----- DATA FOR PROCESSING -----

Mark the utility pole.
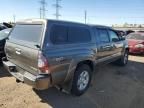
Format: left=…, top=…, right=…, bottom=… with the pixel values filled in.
left=13, top=14, right=16, bottom=23
left=53, top=0, right=62, bottom=20
left=40, top=0, right=48, bottom=19
left=84, top=10, right=87, bottom=24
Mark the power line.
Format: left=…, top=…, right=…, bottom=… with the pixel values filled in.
left=40, top=0, right=48, bottom=19
left=53, top=0, right=62, bottom=20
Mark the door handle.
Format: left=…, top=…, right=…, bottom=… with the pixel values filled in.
left=56, top=57, right=65, bottom=62
left=102, top=45, right=111, bottom=49
left=15, top=48, right=21, bottom=55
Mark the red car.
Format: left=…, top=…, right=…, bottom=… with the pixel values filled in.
left=127, top=32, right=144, bottom=54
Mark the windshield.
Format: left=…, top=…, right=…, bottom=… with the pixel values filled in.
left=9, top=24, right=42, bottom=44
left=0, top=29, right=11, bottom=40
left=127, top=34, right=144, bottom=40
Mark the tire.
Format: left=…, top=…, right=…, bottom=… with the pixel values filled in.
left=71, top=64, right=92, bottom=96
left=117, top=50, right=129, bottom=66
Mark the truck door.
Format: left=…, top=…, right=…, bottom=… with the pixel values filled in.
left=108, top=29, right=123, bottom=57
left=95, top=28, right=113, bottom=63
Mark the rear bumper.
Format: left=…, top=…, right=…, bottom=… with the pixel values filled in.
left=3, top=60, right=51, bottom=90
left=129, top=48, right=144, bottom=54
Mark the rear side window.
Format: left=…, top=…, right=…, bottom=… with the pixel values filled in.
left=50, top=25, right=91, bottom=44
left=68, top=27, right=91, bottom=43
left=108, top=30, right=120, bottom=42
left=97, top=29, right=110, bottom=43
left=9, top=25, right=43, bottom=44
left=50, top=25, right=68, bottom=44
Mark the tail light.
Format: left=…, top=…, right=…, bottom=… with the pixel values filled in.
left=135, top=43, right=144, bottom=48
left=38, top=53, right=49, bottom=74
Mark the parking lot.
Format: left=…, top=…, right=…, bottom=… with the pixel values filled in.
left=0, top=56, right=144, bottom=108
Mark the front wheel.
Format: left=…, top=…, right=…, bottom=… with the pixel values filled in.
left=71, top=64, right=92, bottom=96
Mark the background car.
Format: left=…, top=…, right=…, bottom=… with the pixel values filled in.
left=127, top=32, right=144, bottom=54
left=0, top=28, right=11, bottom=62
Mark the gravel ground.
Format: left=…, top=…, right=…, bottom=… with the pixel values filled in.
left=0, top=56, right=144, bottom=108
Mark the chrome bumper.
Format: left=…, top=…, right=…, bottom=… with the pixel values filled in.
left=3, top=61, right=51, bottom=90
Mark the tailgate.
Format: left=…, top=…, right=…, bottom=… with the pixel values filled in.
left=5, top=24, right=44, bottom=75
left=6, top=42, right=39, bottom=75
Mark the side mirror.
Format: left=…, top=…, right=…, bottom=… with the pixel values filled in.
left=112, top=38, right=120, bottom=42
left=121, top=36, right=126, bottom=40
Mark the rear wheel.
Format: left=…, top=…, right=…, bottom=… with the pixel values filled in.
left=71, top=64, right=92, bottom=96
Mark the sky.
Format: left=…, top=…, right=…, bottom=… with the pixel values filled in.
left=0, top=0, right=144, bottom=25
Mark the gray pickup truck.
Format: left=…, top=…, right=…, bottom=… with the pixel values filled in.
left=3, top=19, right=129, bottom=96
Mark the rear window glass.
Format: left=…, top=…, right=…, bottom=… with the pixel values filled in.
left=98, top=29, right=110, bottom=43
left=51, top=25, right=67, bottom=44
left=127, top=34, right=144, bottom=40
left=68, top=27, right=91, bottom=43
left=50, top=25, right=91, bottom=44
left=0, top=29, right=11, bottom=40
left=9, top=25, right=42, bottom=43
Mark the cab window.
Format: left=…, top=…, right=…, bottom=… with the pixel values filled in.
left=108, top=30, right=120, bottom=42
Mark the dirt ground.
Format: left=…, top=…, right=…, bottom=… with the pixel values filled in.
left=0, top=56, right=144, bottom=108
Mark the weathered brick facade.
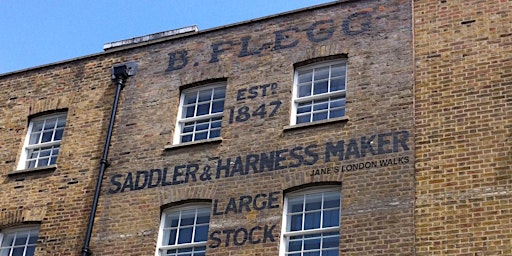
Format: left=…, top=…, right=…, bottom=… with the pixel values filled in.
left=414, top=0, right=512, bottom=255
left=0, top=0, right=512, bottom=256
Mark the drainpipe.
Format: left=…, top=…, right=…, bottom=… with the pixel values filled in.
left=82, top=62, right=137, bottom=256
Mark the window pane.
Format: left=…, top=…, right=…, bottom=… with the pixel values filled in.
left=41, top=131, right=53, bottom=143
left=25, top=246, right=36, bottom=256
left=313, top=80, right=329, bottom=95
left=197, top=103, right=210, bottom=116
left=315, top=66, right=330, bottom=81
left=197, top=89, right=212, bottom=102
left=313, top=112, right=327, bottom=121
left=2, top=234, right=14, bottom=247
left=322, top=210, right=340, bottom=228
left=296, top=115, right=311, bottom=124
left=304, top=212, right=320, bottom=229
left=213, top=88, right=226, bottom=99
left=28, top=132, right=41, bottom=145
left=297, top=83, right=311, bottom=98
left=53, top=129, right=64, bottom=141
left=183, top=105, right=196, bottom=118
left=304, top=238, right=320, bottom=250
left=290, top=214, right=302, bottom=231
left=331, top=78, right=345, bottom=92
left=212, top=101, right=224, bottom=113
left=11, top=247, right=25, bottom=256
left=178, top=227, right=192, bottom=244
left=194, top=226, right=208, bottom=242
left=164, top=229, right=177, bottom=245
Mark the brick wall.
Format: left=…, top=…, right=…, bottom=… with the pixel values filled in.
left=414, top=0, right=512, bottom=255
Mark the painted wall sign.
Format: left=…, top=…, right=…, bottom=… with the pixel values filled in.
left=108, top=131, right=410, bottom=194
left=166, top=11, right=372, bottom=71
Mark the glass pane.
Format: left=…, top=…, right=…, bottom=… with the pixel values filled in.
left=304, top=212, right=320, bottom=230
left=209, top=130, right=220, bottom=139
left=290, top=214, right=302, bottom=231
left=181, top=135, right=192, bottom=142
left=37, top=158, right=49, bottom=166
left=322, top=210, right=340, bottom=228
left=25, top=246, right=36, bottom=256
left=297, top=83, right=311, bottom=98
left=295, top=115, right=311, bottom=124
left=288, top=197, right=304, bottom=212
left=212, top=100, right=224, bottom=113
left=197, top=89, right=212, bottom=102
left=164, top=229, right=177, bottom=245
left=11, top=247, right=25, bottom=256
left=28, top=132, right=41, bottom=145
left=196, top=102, right=210, bottom=116
left=178, top=227, right=192, bottom=244
left=304, top=238, right=320, bottom=250
left=57, top=117, right=66, bottom=128
left=331, top=77, right=345, bottom=92
left=313, top=112, right=327, bottom=121
left=315, top=66, right=330, bottom=81
left=0, top=248, right=11, bottom=256
left=288, top=240, right=302, bottom=252
left=322, top=248, right=339, bottom=256
left=329, top=108, right=345, bottom=118
left=164, top=212, right=180, bottom=228
left=322, top=236, right=340, bottom=248
left=2, top=234, right=14, bottom=247
left=184, top=92, right=197, bottom=105
left=44, top=118, right=57, bottom=130
left=195, top=132, right=208, bottom=140
left=196, top=123, right=210, bottom=131
left=297, top=105, right=311, bottom=114
left=180, top=210, right=196, bottom=226
left=39, top=148, right=52, bottom=157
left=53, top=129, right=64, bottom=141
left=14, top=231, right=28, bottom=246
left=213, top=87, right=226, bottom=99
left=41, top=131, right=53, bottom=143
left=183, top=105, right=196, bottom=118
left=299, top=69, right=313, bottom=84
left=324, top=193, right=340, bottom=209
left=194, top=226, right=208, bottom=242
left=313, top=101, right=329, bottom=111
left=32, top=121, right=44, bottom=132
left=313, top=80, right=329, bottom=95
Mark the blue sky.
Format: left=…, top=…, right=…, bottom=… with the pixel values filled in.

-----

_OBJECTIVE:_ Give every record again exactly, apart from the pictures, which stay out.

_RESULT:_
Mark the utility pole.
Format: left=…, top=…, right=…, bottom=… with the pixel values filled in.
left=13, top=14, right=16, bottom=23
left=53, top=0, right=62, bottom=20
left=40, top=0, right=48, bottom=19
left=84, top=10, right=87, bottom=24
Mark the power line.
Format: left=…, top=…, right=…, bottom=… with the pixel values filled in.
left=40, top=0, right=48, bottom=19
left=53, top=0, right=62, bottom=20
Mark the door handle.
Format: left=…, top=…, right=…, bottom=… with the pixel values filled in.
left=56, top=57, right=65, bottom=62
left=102, top=45, right=111, bottom=49
left=15, top=48, right=21, bottom=55
Mark the red car.
Format: left=…, top=…, right=…, bottom=… with the pixel values filled in.
left=127, top=32, right=144, bottom=54
Mark the windshield.
Format: left=…, top=…, right=…, bottom=… with the pixel values filled in.
left=9, top=24, right=42, bottom=44
left=0, top=29, right=11, bottom=40
left=127, top=34, right=144, bottom=40
Mark the tire.
Format: left=…, top=…, right=…, bottom=… with the pixel values filled in.
left=71, top=64, right=92, bottom=96
left=117, top=50, right=129, bottom=66
Mark the truck door.
Format: left=…, top=…, right=…, bottom=… with the pixel values filled in.
left=108, top=29, right=123, bottom=57
left=95, top=28, right=113, bottom=63
Mark the rear bumper.
Format: left=…, top=…, right=…, bottom=… with the pixel values filled in.
left=3, top=60, right=51, bottom=90
left=129, top=48, right=144, bottom=54
Mark the rear side window.
Format: left=…, top=…, right=…, bottom=… with the pixel values filled in.
left=50, top=25, right=91, bottom=44
left=68, top=27, right=91, bottom=43
left=108, top=30, right=120, bottom=42
left=97, top=29, right=110, bottom=43
left=9, top=25, right=43, bottom=44
left=50, top=25, right=68, bottom=44
Mark the tail light.
Format: left=…, top=…, right=…, bottom=… with the pixel values filled in.
left=135, top=43, right=144, bottom=48
left=38, top=53, right=49, bottom=74
Mark the parking lot.
Format: left=…, top=…, right=…, bottom=… with the pixel values filled in.
left=0, top=56, right=144, bottom=108
Mark the front wheel.
Format: left=…, top=…, right=…, bottom=… with the pixel values filled in.
left=71, top=64, right=92, bottom=96
Mark the background car.
Format: left=…, top=…, right=…, bottom=… with the pixel values filled in.
left=127, top=32, right=144, bottom=54
left=0, top=28, right=11, bottom=62
Mark the gravel ground.
Format: left=…, top=…, right=…, bottom=… with the pixel values filled in.
left=0, top=56, right=144, bottom=108
Mark the chrome bumper.
Format: left=…, top=…, right=…, bottom=… with the pixel values filled in.
left=3, top=61, right=51, bottom=90
Mark the tailgate.
Format: left=…, top=…, right=…, bottom=… with the pixel values filled in.
left=5, top=24, right=44, bottom=75
left=6, top=42, right=39, bottom=75
Mark the side mirror.
Format: left=…, top=…, right=…, bottom=… with the pixel values filled in.
left=112, top=38, right=120, bottom=42
left=121, top=36, right=126, bottom=40
Mark the rear wheel.
Format: left=…, top=…, right=…, bottom=… with the pixel values filled in.
left=71, top=64, right=92, bottom=96
Mark the sky.
Format: left=…, top=…, right=…, bottom=… with the pixel values filled in.
left=0, top=0, right=144, bottom=25
Mark the gray pickup truck.
Format: left=…, top=…, right=…, bottom=… with the pixel values filled in.
left=3, top=19, right=129, bottom=96
Mark the rear window glass.
Format: left=…, top=…, right=…, bottom=… with the pixel values filled in.
left=98, top=29, right=110, bottom=43
left=51, top=25, right=67, bottom=44
left=127, top=34, right=144, bottom=40
left=68, top=27, right=91, bottom=43
left=50, top=25, right=91, bottom=44
left=0, top=29, right=11, bottom=40
left=9, top=25, right=42, bottom=43
Mark the cab window.
Format: left=…, top=…, right=…, bottom=… with the pixel values filled in.
left=108, top=30, right=120, bottom=42
Mark the dirt ground.
Format: left=…, top=…, right=…, bottom=… with the pixel values filled in.
left=0, top=56, right=144, bottom=108
Mark the weathered brick facade.
Format: left=…, top=…, right=…, bottom=… with the pixel values filled in.
left=414, top=0, right=512, bottom=255
left=0, top=0, right=512, bottom=256
Mark the drainpipe.
Format: left=…, top=…, right=…, bottom=… with the pixel values filled in.
left=82, top=62, right=137, bottom=256
Mark the window pane.
Format: left=…, top=…, right=…, bottom=… with the pixel values filled in.
left=41, top=131, right=53, bottom=143
left=25, top=246, right=36, bottom=256
left=313, top=80, right=329, bottom=95
left=197, top=103, right=210, bottom=116
left=315, top=66, right=330, bottom=81
left=197, top=89, right=212, bottom=102
left=313, top=112, right=327, bottom=121
left=2, top=234, right=14, bottom=247
left=322, top=210, right=340, bottom=228
left=296, top=115, right=311, bottom=124
left=304, top=212, right=320, bottom=229
left=213, top=88, right=226, bottom=99
left=28, top=132, right=41, bottom=145
left=297, top=83, right=311, bottom=98
left=53, top=129, right=64, bottom=141
left=183, top=105, right=196, bottom=118
left=304, top=238, right=320, bottom=250
left=290, top=214, right=302, bottom=231
left=331, top=78, right=345, bottom=92
left=212, top=101, right=224, bottom=113
left=11, top=247, right=25, bottom=256
left=178, top=227, right=192, bottom=244
left=194, top=226, right=208, bottom=242
left=164, top=229, right=177, bottom=245
Mark the brick wall.
Format: left=…, top=…, right=…, bottom=… with the pixel values filled in.
left=414, top=0, right=512, bottom=255
Mark the painted wall sign.
Format: left=…, top=…, right=…, bottom=… with the pixel values filled in.
left=108, top=131, right=410, bottom=194
left=166, top=11, right=372, bottom=71
Mark the glass pane.
Format: left=…, top=…, right=…, bottom=… with the pixel values filled in.
left=304, top=212, right=320, bottom=230
left=209, top=130, right=220, bottom=139
left=290, top=214, right=302, bottom=231
left=181, top=135, right=192, bottom=142
left=37, top=158, right=49, bottom=166
left=322, top=210, right=340, bottom=228
left=25, top=246, right=36, bottom=256
left=297, top=83, right=311, bottom=98
left=295, top=115, right=311, bottom=124
left=288, top=197, right=304, bottom=212
left=212, top=100, right=224, bottom=113
left=197, top=89, right=212, bottom=102
left=164, top=229, right=177, bottom=245
left=11, top=247, right=25, bottom=256
left=28, top=132, right=41, bottom=145
left=196, top=102, right=210, bottom=116
left=178, top=227, right=192, bottom=244
left=304, top=238, right=320, bottom=250
left=57, top=117, right=66, bottom=128
left=331, top=77, right=345, bottom=92
left=313, top=112, right=327, bottom=121
left=315, top=66, right=330, bottom=81
left=0, top=248, right=11, bottom=256
left=288, top=240, right=302, bottom=252
left=322, top=248, right=339, bottom=256
left=329, top=108, right=345, bottom=118
left=164, top=212, right=180, bottom=228
left=322, top=236, right=340, bottom=248
left=2, top=234, right=14, bottom=247
left=184, top=92, right=197, bottom=105
left=44, top=118, right=57, bottom=130
left=195, top=132, right=208, bottom=140
left=196, top=123, right=210, bottom=131
left=297, top=105, right=311, bottom=114
left=180, top=210, right=196, bottom=226
left=39, top=148, right=52, bottom=157
left=53, top=129, right=64, bottom=141
left=14, top=231, right=28, bottom=246
left=213, top=87, right=226, bottom=99
left=41, top=131, right=53, bottom=143
left=183, top=105, right=196, bottom=118
left=299, top=69, right=313, bottom=84
left=324, top=193, right=340, bottom=209
left=194, top=226, right=208, bottom=242
left=313, top=101, right=329, bottom=111
left=32, top=121, right=44, bottom=132
left=313, top=80, right=329, bottom=95
Mark the blue sky.
Format: left=…, top=…, right=…, bottom=… with the pixel values filled in.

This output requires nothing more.